──────── Okuma metni

Esas No: 2018/7225
Karar No: 2021/447
Karar Tarihi: 02.02.2021
Danıştay 9. Daire 2018/7225 Esas 2021/447 Karar Sayılı İlamı
T.C.
D A N I Ş T A Y
DOKUZUNCU DAİRE
Esas No : 2018/7225
Karar No : 2021/447
DAVACI : …
DAVALILAR : 1- … - …
2- … Bakanlığı - …
VEKİLLERİ : Av. …
DAVANIN KONUSU : 09/11/2018 tarih ve 30590 sayılı Resmi Gazete'de yayımlanan, "Yolcu Beraberinde Getirilen Telefon Kullanım Harcı Tutarının Yeniden Belirlenmesine Dair" 08/11/2018 tarih ve 320 sayılı Cumhurbaşkanı Kararı'nın iptali istenilmektedir.
DAVACININ İDDİALARI :
492 sayılı Harçlar Kanunu'nun mükerrer 138. maddesinde, maktu harçların, her takvim yılı başından itibaren değişebileceği düzenlenmiş iken, dava konusu Karar ile, maktu harç tutarı değişikliğinin yayımı tarihinde yürürlüğe girmesi yolundaki düzenlemenin, Kanun'a aykırı olduğu, yasa koyucunun vatandaşların mağdur olmaması için maktu harçların, her takvim yılı başından geçerli olmak üzere değişeceğini düzenlediği, bu düzenleme ile harç tutarlarının ne zaman değişeceğinin vatandaşlar için öngörülebilir olmasının amaçlandığı ve bu durumun, hukuk güvenliği prensibinin de bir gereği olduğu, Cumhurbaşkanı'nın maktu harç tutarlarını belirleme yetkisi olduğunun tartışmasız olmasına karşın, bu yetkinin harcın tutarına ilişkin olduğu, Kanun gereği değişikliğin her takvim yılı başında yapılmasının zorunlu olduğu, dava konusu değişiklik yayınlanmadan önce yurt dışından telefon getiren ve Elektronik Kimlik Bilgisini Haiz Cihazların Kayıt Altına Alınmasına Dair Yönetmelik uyarınca, cihazı kaydettirmek için 120 gün süre tanınan vatandaşların, telefonun ülkeye girdiği tarihte ödeyecekleri harç tutarı 170,70-TL iken, kendilerine kayıt için tanınan 120 günlük süre dolmadan, harç tutarının 500,00-TL'ye çıkarılması nedeniyle hak kaybına uğradıkları, telefonların kaydının yurda getirildikleri tarihte yürürlükte olan harca tabi tutulmasının icap ettiği ve iptali istenen kararın yürürlük maddesinin 01/01/2019 tarihi olarak belirlenmesi gerektiği iddialarıyla dava konusu Karar'ın iptali istenilmektedir.

────────────────
──────── Gösterilen içerik

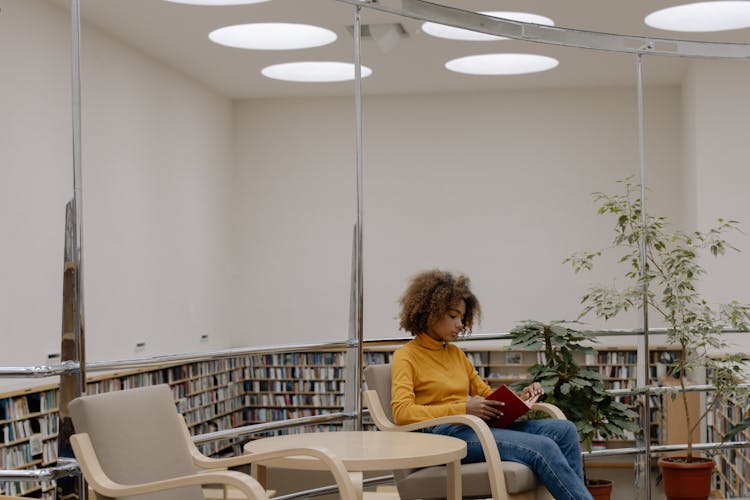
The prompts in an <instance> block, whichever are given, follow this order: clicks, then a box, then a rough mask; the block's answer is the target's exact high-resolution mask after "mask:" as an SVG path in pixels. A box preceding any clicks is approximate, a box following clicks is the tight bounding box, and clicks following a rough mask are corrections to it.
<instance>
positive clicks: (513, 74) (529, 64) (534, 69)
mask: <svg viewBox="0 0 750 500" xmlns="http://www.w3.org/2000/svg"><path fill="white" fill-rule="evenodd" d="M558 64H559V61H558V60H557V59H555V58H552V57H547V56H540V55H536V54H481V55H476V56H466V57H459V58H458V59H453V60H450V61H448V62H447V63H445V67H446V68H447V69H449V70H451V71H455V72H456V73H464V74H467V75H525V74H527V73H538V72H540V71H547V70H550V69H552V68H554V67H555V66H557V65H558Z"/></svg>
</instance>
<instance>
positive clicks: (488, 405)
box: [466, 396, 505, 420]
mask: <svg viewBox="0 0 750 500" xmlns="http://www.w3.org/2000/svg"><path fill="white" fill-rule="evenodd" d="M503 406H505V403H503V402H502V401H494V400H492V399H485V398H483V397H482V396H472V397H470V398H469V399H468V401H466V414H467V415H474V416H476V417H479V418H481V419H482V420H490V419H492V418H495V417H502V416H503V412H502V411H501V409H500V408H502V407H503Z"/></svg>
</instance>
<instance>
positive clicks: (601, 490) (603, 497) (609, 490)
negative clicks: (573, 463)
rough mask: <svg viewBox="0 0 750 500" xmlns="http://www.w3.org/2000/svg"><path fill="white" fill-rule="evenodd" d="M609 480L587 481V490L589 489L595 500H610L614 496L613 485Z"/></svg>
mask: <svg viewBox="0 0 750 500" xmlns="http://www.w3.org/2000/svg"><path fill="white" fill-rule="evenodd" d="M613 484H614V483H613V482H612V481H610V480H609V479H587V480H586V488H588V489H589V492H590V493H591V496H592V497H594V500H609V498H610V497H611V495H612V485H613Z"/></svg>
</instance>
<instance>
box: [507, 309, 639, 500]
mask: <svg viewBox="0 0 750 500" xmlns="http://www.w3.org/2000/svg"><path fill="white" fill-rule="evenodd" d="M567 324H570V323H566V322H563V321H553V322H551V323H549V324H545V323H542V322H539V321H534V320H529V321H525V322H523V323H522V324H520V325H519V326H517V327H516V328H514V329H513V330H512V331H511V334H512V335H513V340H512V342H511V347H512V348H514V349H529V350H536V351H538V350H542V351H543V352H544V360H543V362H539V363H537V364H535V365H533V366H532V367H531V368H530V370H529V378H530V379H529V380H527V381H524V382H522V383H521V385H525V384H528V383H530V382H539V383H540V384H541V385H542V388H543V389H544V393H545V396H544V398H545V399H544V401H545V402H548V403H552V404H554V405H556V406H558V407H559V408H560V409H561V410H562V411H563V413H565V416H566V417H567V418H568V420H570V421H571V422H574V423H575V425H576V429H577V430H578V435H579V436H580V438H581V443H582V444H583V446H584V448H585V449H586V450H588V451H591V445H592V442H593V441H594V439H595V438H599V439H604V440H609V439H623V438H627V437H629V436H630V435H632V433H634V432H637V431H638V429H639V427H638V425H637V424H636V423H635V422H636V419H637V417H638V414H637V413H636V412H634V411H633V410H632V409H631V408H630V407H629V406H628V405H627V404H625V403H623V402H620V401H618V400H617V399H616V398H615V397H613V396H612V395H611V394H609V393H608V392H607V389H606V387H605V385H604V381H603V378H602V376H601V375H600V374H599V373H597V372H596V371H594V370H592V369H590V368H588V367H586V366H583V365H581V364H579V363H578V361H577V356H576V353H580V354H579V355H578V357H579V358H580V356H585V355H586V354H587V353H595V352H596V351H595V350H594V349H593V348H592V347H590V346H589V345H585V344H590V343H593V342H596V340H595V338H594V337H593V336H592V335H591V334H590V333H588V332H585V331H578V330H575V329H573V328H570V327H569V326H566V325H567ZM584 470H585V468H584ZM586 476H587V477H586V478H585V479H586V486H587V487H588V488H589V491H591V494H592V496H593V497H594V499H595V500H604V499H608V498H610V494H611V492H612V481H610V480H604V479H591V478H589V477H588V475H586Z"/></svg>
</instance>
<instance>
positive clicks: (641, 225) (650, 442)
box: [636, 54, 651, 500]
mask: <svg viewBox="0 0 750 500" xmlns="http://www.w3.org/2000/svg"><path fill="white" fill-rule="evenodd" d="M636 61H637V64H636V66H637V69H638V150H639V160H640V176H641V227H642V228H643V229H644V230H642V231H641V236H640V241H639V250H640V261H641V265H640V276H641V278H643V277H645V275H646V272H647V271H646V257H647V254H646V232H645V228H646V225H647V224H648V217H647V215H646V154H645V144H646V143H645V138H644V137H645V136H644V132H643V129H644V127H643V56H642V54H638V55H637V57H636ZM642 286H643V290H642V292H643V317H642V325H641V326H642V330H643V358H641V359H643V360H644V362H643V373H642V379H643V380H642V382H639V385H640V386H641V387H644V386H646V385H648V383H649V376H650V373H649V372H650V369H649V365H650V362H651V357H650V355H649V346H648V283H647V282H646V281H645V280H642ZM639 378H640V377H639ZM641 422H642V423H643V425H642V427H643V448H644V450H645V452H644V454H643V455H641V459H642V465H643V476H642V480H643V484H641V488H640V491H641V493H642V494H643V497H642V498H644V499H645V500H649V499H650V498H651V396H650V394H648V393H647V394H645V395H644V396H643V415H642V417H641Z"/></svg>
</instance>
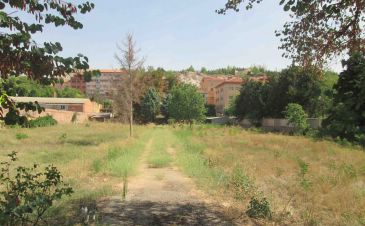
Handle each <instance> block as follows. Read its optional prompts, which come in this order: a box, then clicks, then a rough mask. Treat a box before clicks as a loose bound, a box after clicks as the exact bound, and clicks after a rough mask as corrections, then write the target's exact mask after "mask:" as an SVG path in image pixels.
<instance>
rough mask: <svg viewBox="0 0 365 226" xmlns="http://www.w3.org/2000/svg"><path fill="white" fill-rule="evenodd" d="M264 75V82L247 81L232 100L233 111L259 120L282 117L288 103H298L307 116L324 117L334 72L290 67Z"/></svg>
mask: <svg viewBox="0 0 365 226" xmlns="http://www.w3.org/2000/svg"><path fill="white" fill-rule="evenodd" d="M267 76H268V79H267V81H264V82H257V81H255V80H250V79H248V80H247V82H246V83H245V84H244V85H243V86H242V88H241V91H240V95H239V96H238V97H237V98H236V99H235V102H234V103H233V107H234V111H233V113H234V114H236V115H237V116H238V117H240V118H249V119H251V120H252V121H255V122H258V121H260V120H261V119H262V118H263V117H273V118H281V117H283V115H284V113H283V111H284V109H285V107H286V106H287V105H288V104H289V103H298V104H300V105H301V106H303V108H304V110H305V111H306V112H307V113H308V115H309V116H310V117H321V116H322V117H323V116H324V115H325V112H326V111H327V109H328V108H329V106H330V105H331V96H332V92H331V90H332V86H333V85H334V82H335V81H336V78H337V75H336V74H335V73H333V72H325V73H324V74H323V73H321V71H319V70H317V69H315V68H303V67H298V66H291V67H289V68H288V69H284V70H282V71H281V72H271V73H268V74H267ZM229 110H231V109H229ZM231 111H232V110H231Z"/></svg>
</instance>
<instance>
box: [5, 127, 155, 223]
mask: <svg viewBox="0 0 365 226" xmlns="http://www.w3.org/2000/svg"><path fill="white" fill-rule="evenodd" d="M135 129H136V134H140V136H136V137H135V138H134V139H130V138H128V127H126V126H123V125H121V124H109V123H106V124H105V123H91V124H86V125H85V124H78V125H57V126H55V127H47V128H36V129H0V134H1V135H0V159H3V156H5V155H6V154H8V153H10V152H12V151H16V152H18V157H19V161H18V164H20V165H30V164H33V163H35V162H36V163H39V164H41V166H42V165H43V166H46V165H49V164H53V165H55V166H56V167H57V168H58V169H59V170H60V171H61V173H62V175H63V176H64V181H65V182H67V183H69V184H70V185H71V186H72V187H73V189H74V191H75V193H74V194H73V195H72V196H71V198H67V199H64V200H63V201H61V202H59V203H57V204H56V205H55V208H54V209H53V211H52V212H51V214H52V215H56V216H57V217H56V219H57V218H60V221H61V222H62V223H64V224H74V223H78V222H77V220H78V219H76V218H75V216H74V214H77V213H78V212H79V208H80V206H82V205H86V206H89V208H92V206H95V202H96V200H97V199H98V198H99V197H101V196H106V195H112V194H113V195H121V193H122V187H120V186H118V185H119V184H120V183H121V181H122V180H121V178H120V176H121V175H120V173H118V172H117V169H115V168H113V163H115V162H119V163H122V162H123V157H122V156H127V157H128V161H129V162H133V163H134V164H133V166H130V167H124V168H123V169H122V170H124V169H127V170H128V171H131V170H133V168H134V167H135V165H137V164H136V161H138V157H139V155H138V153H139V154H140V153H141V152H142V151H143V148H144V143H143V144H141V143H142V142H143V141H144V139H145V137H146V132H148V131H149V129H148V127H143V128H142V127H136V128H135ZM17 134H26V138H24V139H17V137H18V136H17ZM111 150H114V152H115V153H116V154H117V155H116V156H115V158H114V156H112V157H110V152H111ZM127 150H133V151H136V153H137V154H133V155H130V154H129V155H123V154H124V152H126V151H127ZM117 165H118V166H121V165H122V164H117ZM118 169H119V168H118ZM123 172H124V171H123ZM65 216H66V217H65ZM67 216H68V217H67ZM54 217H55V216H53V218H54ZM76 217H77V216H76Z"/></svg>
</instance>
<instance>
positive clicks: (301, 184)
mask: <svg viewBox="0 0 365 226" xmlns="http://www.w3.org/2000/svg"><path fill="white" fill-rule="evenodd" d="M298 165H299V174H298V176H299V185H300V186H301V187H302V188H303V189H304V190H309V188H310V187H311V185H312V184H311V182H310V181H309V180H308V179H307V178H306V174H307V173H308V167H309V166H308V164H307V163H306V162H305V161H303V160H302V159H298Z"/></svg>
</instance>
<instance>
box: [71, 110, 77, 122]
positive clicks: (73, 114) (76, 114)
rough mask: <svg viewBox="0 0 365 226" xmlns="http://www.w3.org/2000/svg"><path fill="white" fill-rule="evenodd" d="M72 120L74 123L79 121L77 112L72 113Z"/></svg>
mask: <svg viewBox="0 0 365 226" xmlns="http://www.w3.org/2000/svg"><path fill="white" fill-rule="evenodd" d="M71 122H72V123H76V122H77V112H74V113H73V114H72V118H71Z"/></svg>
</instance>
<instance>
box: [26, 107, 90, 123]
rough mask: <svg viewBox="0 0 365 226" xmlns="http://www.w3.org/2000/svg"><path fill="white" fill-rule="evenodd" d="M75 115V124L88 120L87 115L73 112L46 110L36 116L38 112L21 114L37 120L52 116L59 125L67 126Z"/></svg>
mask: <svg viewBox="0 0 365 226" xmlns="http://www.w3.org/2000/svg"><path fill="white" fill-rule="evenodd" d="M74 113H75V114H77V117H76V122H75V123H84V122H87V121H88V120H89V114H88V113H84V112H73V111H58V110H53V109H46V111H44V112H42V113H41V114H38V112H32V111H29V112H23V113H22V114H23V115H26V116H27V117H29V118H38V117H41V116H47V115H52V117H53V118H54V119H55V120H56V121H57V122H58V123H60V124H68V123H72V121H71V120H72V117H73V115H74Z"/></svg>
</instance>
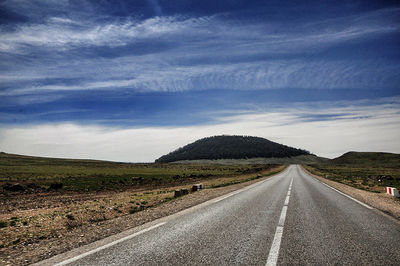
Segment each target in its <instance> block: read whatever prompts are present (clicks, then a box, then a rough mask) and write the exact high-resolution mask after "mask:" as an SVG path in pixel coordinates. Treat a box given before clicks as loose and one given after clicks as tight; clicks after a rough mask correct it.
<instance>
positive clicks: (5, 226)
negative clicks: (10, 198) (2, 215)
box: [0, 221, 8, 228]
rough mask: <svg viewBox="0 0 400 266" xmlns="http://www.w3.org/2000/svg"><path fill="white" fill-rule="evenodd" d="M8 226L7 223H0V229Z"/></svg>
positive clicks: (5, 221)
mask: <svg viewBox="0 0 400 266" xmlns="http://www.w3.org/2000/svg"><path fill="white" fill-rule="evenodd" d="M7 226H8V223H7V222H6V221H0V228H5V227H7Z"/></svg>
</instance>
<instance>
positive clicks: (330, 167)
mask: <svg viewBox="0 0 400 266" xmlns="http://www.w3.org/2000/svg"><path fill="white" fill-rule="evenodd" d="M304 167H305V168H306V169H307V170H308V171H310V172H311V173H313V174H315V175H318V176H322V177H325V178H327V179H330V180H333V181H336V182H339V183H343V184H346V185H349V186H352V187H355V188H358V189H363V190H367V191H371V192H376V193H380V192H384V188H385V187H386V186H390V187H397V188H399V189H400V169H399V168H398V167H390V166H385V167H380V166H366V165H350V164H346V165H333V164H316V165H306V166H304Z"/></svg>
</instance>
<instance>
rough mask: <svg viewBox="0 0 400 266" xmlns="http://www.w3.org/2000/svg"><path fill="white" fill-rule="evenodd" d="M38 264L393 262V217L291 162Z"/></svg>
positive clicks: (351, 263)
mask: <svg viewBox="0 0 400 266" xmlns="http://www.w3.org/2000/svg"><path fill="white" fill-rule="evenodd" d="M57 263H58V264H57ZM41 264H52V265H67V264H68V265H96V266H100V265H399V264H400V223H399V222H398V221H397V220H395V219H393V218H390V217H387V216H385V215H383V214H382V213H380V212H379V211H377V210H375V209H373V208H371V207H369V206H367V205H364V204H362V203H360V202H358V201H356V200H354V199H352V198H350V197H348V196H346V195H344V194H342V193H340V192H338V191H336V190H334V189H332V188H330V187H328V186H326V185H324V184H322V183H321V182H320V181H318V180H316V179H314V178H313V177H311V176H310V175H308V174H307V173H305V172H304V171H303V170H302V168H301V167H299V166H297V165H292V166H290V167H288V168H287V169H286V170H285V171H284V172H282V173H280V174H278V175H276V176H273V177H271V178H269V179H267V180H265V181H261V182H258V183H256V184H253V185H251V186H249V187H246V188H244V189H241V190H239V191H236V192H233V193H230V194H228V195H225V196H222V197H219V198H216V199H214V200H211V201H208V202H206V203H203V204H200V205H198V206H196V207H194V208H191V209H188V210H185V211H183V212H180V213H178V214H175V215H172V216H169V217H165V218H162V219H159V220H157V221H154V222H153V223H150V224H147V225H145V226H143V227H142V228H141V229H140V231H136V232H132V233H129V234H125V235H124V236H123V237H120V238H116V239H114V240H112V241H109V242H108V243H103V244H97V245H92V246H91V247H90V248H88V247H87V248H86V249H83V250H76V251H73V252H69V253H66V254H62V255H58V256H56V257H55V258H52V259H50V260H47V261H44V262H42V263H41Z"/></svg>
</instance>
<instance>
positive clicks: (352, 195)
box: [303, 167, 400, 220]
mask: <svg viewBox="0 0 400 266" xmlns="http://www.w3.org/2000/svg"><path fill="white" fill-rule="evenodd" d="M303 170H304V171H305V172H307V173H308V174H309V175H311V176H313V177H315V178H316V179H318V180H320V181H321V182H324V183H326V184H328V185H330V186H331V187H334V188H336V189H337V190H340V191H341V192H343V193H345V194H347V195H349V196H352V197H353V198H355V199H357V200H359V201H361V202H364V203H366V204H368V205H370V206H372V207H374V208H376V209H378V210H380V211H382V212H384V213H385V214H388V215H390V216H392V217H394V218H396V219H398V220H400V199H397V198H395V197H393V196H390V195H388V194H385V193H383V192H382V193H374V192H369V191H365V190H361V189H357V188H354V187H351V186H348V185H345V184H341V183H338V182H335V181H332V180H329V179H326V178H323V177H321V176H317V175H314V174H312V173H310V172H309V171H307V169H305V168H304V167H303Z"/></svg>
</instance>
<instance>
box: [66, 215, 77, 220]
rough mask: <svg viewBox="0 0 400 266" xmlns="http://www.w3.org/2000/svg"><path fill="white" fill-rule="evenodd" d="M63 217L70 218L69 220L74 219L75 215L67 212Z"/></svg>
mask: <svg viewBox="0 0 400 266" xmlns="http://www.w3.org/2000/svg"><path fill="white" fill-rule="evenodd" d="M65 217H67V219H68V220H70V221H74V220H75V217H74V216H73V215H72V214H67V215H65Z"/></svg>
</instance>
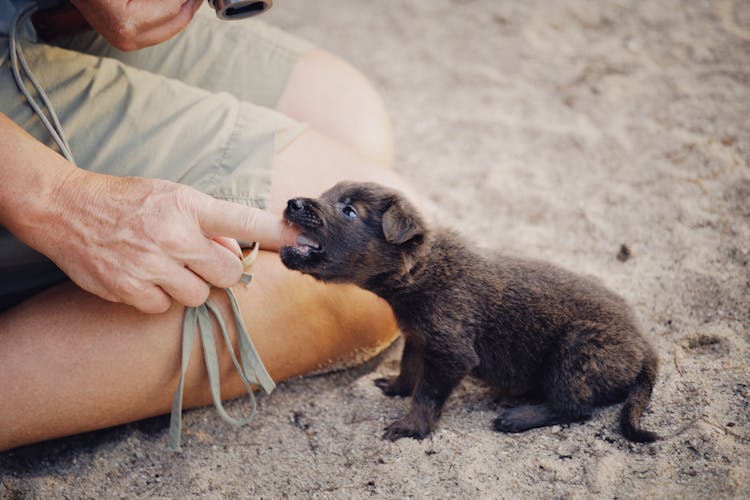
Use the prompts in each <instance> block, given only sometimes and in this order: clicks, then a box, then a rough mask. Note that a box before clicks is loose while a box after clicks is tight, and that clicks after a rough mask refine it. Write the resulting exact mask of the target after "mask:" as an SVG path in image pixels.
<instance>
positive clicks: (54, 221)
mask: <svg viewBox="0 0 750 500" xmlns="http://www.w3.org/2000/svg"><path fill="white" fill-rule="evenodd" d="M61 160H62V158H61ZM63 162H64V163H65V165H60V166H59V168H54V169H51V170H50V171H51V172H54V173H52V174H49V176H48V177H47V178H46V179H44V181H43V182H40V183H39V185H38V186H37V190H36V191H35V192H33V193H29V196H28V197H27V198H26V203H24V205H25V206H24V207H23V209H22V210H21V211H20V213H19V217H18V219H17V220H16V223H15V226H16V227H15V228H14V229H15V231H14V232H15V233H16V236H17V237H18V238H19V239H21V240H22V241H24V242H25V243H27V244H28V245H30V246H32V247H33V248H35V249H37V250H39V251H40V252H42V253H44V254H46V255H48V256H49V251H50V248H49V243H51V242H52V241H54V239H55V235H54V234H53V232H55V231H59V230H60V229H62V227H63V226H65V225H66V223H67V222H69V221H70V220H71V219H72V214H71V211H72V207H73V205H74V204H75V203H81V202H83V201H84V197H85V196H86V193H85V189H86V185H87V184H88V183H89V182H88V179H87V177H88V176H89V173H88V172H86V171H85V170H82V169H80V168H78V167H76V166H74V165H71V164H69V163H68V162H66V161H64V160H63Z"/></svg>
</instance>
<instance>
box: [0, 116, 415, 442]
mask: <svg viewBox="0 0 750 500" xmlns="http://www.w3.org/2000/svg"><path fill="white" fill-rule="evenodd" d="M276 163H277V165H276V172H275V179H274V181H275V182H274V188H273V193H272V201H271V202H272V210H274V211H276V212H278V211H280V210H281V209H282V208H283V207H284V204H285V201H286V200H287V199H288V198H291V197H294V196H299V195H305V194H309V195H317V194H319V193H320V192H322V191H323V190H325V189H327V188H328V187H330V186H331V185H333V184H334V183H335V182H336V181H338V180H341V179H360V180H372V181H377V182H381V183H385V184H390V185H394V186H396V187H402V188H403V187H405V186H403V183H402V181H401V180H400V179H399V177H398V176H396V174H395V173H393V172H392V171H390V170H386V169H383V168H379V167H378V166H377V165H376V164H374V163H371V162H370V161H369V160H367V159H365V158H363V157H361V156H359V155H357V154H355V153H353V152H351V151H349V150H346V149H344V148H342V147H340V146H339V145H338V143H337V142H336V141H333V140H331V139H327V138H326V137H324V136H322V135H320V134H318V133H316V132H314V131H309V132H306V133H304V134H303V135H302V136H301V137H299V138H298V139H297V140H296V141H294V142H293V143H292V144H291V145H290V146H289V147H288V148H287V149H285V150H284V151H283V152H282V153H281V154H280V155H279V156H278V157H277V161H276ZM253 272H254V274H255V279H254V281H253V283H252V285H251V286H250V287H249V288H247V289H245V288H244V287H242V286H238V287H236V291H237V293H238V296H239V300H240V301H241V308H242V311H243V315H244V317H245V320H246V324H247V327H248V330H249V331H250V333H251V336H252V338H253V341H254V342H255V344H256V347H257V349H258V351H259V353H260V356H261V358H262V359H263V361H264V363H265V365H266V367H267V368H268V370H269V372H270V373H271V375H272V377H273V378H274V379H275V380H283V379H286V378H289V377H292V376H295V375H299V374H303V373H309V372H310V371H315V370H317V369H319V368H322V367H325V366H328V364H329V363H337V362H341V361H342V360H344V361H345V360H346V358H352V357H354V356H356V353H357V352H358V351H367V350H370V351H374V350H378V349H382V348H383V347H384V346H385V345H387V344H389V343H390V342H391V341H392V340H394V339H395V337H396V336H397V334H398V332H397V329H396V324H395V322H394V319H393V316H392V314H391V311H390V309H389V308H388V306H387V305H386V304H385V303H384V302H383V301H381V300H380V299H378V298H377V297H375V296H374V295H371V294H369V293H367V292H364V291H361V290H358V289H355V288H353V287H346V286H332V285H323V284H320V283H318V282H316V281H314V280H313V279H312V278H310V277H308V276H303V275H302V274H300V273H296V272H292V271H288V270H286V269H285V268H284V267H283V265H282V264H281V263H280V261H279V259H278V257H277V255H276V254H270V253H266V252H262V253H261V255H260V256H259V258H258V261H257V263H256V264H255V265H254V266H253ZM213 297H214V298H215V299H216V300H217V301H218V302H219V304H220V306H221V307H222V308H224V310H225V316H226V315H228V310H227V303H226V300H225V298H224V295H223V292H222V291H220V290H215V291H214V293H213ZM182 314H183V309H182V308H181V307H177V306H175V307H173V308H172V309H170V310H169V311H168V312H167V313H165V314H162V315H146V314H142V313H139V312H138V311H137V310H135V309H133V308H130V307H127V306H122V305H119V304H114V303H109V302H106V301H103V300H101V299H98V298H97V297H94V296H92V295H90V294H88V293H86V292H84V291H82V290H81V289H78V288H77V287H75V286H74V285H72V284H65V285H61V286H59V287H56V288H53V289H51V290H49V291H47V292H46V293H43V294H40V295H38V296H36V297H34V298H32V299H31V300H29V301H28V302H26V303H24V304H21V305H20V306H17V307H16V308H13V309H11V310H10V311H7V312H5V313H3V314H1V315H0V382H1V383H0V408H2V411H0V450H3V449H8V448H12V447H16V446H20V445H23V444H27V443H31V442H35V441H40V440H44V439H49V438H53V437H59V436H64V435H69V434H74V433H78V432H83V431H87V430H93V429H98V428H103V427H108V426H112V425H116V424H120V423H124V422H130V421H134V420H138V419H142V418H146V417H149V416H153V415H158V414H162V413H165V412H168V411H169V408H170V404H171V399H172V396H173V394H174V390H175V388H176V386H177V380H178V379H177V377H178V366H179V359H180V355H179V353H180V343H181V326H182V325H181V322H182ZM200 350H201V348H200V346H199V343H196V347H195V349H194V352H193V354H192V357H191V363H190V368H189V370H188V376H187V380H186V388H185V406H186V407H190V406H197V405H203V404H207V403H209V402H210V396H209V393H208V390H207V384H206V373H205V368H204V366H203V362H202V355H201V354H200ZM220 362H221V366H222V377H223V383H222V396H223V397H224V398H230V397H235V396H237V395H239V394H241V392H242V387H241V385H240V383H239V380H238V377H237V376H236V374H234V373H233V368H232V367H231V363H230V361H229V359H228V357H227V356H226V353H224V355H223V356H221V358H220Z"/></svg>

────────────────

* _Yapılacak iş_
Okuma metnine göre, dava konusu değişiklik yayımlanmadan önce yurt dışından telefon getirenlerin ödeyeceği harç tutarı ne kadardı?

* _Görev yanıtı_
170,70-TL.